---------- Extrait du texte
L’échange mutuel implique une relation égalitaire, solidaire et de confiance. Il est conçu comme un contrat libre passé au sein d’une association chargée de maintenir « l’égalité dans les moyens de production et l’équivalence dans les échanges. » ((1. Alain Béraud, « Proudhon et Smith », in International workshop, The critique to Political Economy in 19 th century, part II. : Pierre-Joseph Proudhon, Università degli Studi Verona, 16-19 septembre 2009, consulté en ligne le 25/12/2013, <http://www3.u-cergy.fr/beraud/proudh2.pdf>))
--------------------
---------- Données affichées
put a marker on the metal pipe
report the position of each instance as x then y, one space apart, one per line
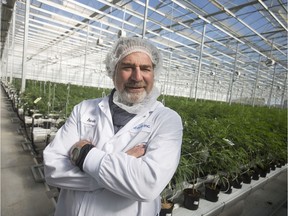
200 61
272 86
13 43
283 93
25 45
233 75
256 82
145 18
85 55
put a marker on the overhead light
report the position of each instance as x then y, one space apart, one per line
121 33
99 41
269 62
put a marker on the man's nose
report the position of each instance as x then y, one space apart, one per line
136 74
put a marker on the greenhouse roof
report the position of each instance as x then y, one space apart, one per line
213 45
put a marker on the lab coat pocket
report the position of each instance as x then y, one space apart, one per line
140 134
88 131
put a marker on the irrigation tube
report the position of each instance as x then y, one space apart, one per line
25 46
225 201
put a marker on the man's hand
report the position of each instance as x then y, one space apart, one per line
137 151
81 143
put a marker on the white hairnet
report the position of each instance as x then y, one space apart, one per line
127 45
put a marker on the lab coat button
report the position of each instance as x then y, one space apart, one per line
108 148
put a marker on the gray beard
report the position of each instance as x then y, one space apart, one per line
143 101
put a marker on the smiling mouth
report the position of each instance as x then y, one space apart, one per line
134 88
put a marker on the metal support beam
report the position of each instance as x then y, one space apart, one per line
145 18
25 46
13 43
272 86
256 82
233 75
283 93
200 61
85 55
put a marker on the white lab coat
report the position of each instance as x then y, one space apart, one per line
114 183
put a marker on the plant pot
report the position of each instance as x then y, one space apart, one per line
255 175
191 198
166 208
246 177
263 172
211 193
237 183
226 187
273 166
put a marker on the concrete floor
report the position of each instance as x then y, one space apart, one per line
20 194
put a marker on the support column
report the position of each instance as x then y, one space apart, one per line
233 75
145 18
25 45
85 55
200 61
256 82
272 86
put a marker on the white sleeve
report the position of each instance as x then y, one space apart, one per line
142 178
59 171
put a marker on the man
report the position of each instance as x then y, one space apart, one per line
115 155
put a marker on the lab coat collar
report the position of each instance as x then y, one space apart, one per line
138 119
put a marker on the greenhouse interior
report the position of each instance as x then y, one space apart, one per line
225 74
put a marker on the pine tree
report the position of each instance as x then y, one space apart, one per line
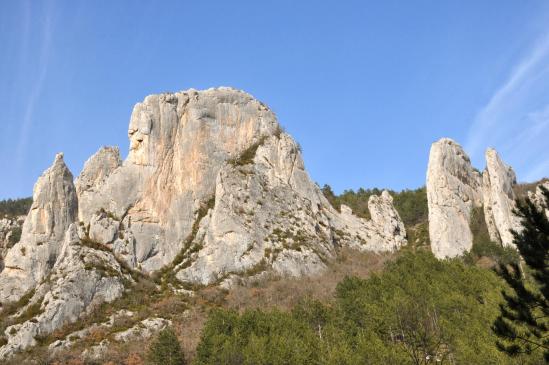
165 349
523 325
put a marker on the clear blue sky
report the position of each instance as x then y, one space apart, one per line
364 86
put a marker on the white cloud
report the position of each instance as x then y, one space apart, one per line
513 121
46 30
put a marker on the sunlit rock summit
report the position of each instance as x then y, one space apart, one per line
213 191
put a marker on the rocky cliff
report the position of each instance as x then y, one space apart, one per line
213 191
455 188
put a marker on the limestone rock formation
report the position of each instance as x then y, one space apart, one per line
10 234
453 189
212 192
82 279
499 199
537 197
210 169
53 209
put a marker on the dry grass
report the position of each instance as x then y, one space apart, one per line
285 293
189 315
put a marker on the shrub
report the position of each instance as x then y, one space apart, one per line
165 349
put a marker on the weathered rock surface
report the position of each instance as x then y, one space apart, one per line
538 198
143 330
54 208
10 234
212 190
268 214
211 169
499 199
453 189
82 279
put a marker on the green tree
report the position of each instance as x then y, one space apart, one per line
165 349
523 325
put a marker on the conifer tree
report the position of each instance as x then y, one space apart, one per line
165 349
523 325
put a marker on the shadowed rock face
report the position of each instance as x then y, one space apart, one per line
54 208
188 149
499 199
453 189
210 179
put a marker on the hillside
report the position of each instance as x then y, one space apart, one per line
213 227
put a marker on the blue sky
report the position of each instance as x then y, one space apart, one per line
364 86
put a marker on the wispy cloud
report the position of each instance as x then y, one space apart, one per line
513 120
41 64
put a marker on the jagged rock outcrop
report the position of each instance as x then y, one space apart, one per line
213 169
453 189
499 199
82 279
212 191
538 198
10 234
54 208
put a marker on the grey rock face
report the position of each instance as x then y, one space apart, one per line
178 144
538 199
82 279
453 189
10 231
189 148
54 208
211 180
499 199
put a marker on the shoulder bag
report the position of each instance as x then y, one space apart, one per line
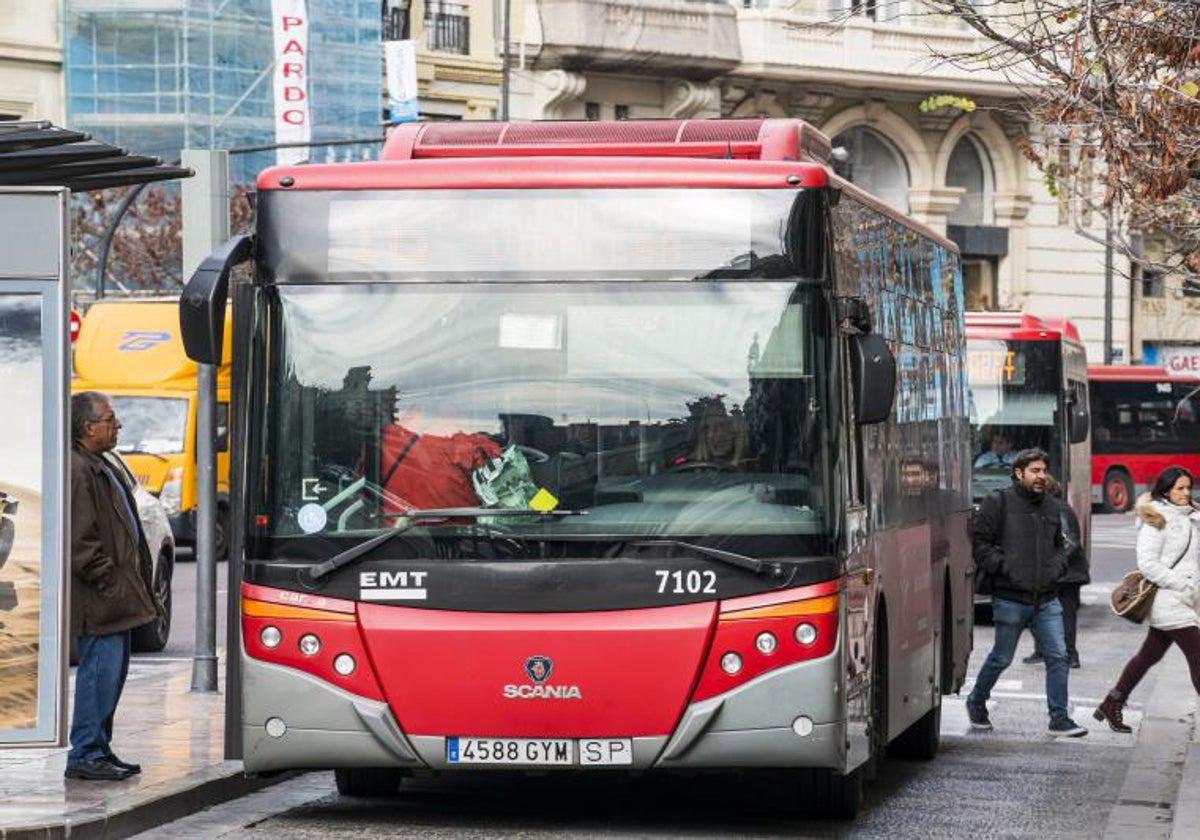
1134 595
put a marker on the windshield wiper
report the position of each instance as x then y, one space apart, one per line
726 557
413 519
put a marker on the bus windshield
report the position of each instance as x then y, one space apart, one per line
151 425
1015 393
660 409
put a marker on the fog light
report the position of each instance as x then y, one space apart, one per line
805 634
802 726
766 642
731 663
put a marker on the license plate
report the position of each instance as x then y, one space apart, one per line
540 751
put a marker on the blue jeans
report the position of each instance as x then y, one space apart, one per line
100 678
1045 621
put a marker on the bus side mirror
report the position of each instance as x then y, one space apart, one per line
1080 423
202 307
874 375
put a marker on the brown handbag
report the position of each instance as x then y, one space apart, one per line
1134 595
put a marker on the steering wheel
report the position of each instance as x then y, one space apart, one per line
533 455
701 467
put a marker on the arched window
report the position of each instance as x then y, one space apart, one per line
876 166
971 168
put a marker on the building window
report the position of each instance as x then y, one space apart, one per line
448 27
876 166
395 19
971 169
1151 283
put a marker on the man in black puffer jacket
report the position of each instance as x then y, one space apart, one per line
1019 543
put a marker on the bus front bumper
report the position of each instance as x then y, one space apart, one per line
786 718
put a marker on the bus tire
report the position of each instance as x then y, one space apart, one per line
1117 491
826 795
367 781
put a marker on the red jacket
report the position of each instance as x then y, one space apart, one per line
432 471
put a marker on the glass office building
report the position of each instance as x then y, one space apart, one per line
160 76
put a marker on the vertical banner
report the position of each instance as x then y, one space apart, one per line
400 59
289 22
33 468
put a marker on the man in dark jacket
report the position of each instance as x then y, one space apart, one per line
108 591
1019 543
1072 582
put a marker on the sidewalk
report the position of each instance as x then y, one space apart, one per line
175 735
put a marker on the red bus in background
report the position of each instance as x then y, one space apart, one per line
1144 420
1029 388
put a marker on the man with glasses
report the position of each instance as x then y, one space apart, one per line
109 595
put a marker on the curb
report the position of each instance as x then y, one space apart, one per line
1155 784
178 799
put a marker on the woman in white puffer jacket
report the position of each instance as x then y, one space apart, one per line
1169 557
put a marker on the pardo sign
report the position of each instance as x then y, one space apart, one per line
289 21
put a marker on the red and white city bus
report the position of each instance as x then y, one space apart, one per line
1144 419
1029 388
567 445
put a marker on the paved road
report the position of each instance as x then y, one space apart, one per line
1015 781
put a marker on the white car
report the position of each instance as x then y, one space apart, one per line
153 636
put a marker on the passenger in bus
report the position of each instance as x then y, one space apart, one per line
720 441
1019 544
1000 451
432 471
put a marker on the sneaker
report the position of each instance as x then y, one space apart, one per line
1067 729
978 715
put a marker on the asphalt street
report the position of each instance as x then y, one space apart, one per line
1017 781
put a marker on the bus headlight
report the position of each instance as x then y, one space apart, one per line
172 491
731 663
805 634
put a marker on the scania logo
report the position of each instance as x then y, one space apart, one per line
538 669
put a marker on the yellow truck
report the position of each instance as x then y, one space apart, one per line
--------------------
→ Objectif 1
D'après le texte sur l'échange mutuel, l'association au sein de laquelle le contrat libre est passé est chargée de maintenir quoi ?
→ Objectif 2
Reprenez le texte sur l'échange mutuel après sa dernière phrase et poursuivez-le.

→ Réponse 1
L'égalité dans les moyens de production et l'équivalence dans les échanges.

→ Réponse 2
En 1849, Proudhon a tenté de mettre en œuvre ses idées en fondant une banque dont le capital serait davantage social que financier. Il s’agissait d’établir une relation privilégiée et de confiance entre producteurs et consommateurs associés afin de rendre les échanges moins coûteux. Le coût du crédit ainsi réduit devait devenir accessible aux classes populaires et leur permettre de s’approprier les outils de production. Même si la manière de les mettre en œuvre diffère, on remarquera là des préoccupations proches de celles d’un Godin. La banque de Proudhon n’a cependant pas pu fonctionner, son fondateur contraint à l’exil pour ses activités journalistiques. ((2. Pour en savoir plus sur la Banque du peuple, voir : Olivier Chaïbi, Proudhon et la banque du peuple (1848-1849), Paris, éditions Connaissances et Savoirs, 2010.))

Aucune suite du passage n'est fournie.